» Task
The lines to repeat are those below from the one containing "pixel 222 257" down to the one containing "pixel 38 213", both included; reproduce them exactly and nothing else.

» Dataset records

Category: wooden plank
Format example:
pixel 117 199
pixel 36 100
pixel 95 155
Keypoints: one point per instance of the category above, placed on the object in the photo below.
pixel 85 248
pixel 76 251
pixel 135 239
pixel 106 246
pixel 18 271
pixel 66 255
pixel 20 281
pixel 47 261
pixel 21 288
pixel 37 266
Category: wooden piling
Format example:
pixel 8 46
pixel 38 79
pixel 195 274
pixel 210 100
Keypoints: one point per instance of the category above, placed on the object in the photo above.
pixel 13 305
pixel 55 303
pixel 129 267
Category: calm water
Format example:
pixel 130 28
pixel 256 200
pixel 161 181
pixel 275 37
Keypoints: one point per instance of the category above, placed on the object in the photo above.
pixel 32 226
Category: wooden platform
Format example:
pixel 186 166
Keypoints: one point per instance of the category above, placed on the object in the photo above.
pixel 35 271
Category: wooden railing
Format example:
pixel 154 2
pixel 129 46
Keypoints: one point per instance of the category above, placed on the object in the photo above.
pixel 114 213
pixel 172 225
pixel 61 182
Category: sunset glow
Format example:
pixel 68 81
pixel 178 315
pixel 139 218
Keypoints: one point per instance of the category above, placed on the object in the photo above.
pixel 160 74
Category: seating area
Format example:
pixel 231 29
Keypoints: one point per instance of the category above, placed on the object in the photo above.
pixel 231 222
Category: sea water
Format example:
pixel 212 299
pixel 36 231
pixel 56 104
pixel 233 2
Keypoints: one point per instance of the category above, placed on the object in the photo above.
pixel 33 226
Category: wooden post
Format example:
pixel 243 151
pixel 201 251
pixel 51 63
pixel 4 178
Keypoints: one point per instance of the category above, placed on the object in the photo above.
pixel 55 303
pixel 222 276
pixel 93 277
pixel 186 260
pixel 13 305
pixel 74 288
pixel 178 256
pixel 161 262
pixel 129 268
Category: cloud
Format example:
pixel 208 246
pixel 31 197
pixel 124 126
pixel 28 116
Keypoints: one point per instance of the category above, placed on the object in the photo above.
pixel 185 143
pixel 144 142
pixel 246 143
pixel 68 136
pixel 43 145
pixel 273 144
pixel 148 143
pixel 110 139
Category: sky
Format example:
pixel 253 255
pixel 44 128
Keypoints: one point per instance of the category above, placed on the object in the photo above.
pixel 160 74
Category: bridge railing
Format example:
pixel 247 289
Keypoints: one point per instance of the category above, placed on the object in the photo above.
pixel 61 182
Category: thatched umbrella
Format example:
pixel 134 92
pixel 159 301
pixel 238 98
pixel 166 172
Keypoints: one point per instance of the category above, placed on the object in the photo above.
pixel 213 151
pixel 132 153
---
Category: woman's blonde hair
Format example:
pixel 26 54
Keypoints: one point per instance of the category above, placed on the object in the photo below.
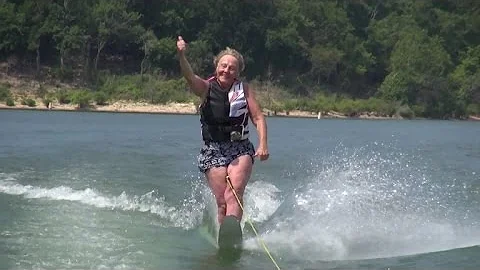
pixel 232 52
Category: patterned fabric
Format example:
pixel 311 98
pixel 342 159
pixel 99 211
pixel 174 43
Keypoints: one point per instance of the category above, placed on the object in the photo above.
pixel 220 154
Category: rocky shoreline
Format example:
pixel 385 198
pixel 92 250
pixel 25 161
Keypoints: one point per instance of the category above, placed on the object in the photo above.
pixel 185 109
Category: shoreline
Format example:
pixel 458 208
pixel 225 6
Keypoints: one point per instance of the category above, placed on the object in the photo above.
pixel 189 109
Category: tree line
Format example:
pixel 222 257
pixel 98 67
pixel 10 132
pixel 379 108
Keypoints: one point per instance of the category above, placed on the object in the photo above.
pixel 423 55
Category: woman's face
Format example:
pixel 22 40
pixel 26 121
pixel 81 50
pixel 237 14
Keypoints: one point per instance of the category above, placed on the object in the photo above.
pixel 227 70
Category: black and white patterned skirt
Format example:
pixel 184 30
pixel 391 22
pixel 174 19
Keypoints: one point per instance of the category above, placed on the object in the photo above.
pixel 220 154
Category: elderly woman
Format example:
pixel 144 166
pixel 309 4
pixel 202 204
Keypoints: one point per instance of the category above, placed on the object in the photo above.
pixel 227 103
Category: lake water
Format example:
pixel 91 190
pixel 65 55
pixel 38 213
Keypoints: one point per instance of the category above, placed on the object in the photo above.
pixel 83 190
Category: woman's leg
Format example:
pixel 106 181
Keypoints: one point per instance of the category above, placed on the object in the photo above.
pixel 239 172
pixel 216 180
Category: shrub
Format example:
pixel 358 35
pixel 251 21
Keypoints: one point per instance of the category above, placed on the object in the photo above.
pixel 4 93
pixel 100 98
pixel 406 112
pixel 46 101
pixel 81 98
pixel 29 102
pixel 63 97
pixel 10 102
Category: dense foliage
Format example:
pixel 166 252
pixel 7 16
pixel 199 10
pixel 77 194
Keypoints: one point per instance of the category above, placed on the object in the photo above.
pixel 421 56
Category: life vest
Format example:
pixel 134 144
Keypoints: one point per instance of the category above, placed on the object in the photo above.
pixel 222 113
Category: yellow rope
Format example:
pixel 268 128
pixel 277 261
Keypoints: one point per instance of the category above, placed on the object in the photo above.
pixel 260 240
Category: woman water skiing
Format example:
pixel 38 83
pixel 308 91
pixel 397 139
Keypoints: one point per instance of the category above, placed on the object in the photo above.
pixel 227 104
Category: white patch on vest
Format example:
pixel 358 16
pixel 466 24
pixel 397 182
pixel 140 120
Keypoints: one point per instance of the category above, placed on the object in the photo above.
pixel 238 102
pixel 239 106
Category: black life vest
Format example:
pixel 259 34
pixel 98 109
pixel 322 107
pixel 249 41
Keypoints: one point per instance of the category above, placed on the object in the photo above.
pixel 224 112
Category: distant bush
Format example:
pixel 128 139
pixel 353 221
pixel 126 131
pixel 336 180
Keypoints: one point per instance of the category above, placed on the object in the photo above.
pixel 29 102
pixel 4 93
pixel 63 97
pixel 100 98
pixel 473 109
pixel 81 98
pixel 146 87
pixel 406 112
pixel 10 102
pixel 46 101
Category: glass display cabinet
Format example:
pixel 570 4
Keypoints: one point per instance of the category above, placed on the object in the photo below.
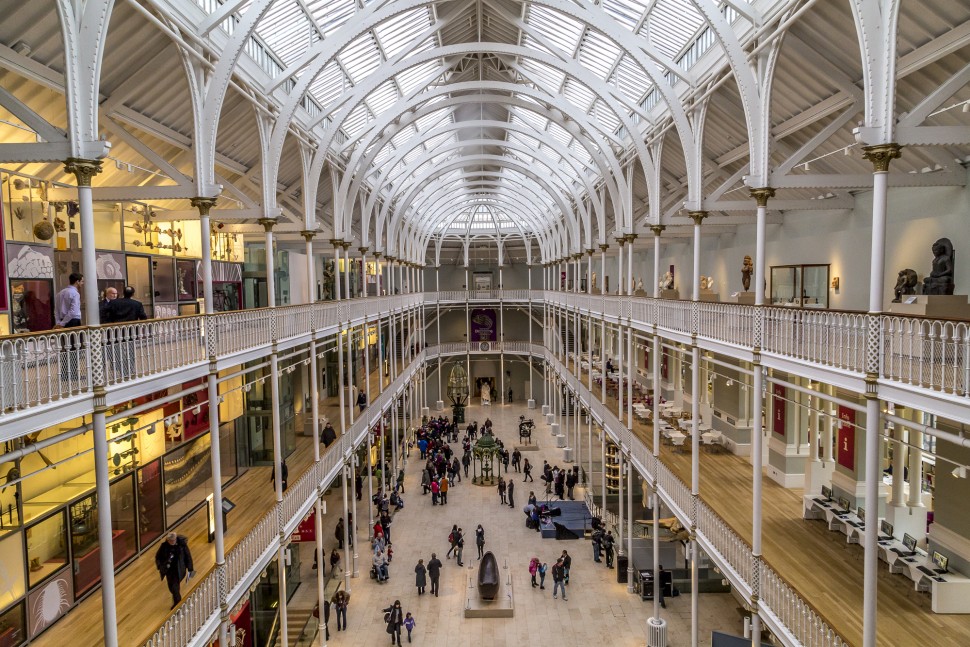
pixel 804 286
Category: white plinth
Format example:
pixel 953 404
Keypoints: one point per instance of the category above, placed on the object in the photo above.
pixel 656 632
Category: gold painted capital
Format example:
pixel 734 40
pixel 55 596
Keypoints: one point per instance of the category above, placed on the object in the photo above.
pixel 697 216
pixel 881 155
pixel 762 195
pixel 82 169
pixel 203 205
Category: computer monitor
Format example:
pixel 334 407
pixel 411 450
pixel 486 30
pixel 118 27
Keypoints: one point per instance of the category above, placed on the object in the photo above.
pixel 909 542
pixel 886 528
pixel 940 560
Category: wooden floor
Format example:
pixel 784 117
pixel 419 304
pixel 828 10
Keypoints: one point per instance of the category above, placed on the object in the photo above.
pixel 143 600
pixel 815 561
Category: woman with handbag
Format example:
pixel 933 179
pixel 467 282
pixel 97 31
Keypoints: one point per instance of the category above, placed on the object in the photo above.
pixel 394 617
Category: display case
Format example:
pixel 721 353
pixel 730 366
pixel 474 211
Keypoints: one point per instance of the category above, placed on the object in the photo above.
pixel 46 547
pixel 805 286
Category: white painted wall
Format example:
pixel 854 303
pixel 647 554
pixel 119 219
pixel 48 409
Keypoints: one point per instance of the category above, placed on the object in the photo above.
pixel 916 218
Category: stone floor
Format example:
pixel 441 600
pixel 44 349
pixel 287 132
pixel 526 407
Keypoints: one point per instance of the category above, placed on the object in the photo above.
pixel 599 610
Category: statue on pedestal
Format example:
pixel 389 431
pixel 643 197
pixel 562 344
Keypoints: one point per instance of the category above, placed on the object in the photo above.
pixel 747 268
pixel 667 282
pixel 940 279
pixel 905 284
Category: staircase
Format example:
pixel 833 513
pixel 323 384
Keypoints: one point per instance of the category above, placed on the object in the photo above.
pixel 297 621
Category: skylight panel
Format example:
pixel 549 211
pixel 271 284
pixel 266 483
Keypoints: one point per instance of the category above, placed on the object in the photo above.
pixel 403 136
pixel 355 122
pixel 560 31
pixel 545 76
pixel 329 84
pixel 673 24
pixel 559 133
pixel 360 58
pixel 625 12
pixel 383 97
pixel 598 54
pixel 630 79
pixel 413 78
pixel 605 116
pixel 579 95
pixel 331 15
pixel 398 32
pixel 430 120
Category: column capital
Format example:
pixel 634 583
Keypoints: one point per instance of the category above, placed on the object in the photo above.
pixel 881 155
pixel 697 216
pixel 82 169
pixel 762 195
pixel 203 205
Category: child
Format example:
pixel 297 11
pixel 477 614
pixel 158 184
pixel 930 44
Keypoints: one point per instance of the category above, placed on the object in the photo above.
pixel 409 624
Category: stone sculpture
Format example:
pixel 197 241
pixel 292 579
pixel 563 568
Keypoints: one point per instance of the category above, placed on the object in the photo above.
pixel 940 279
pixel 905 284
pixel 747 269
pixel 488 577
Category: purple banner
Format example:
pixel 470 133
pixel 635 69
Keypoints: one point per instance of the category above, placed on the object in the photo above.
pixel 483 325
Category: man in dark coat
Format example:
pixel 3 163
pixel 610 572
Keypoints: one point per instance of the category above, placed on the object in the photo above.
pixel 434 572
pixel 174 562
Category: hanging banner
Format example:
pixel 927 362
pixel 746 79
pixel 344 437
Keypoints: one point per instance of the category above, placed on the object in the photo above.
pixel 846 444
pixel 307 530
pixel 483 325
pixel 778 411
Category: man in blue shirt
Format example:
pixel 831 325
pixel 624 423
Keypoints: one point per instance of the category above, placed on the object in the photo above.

» Task solution
pixel 222 257
pixel 98 67
pixel 10 132
pixel 379 108
Keypoints: one point per instance of the category above, placed on the object in the photo above.
pixel 423 55
Category: woman's face
Format example:
pixel 22 40
pixel 26 121
pixel 81 50
pixel 237 14
Keypoints: one point per instance of the category above, placed on the object in the photo above.
pixel 227 70
Category: black and white patterned skirt
Format example:
pixel 184 30
pixel 391 22
pixel 174 19
Keypoints: one point per instance of the category above, placed on the object in the photo above.
pixel 220 154
Category: elderly woman
Format example:
pixel 144 166
pixel 309 4
pixel 202 204
Keypoints: one point per instance of the category above, placed on the object in the photo above.
pixel 227 103
Category: lake water
Format example:
pixel 91 190
pixel 65 55
pixel 38 213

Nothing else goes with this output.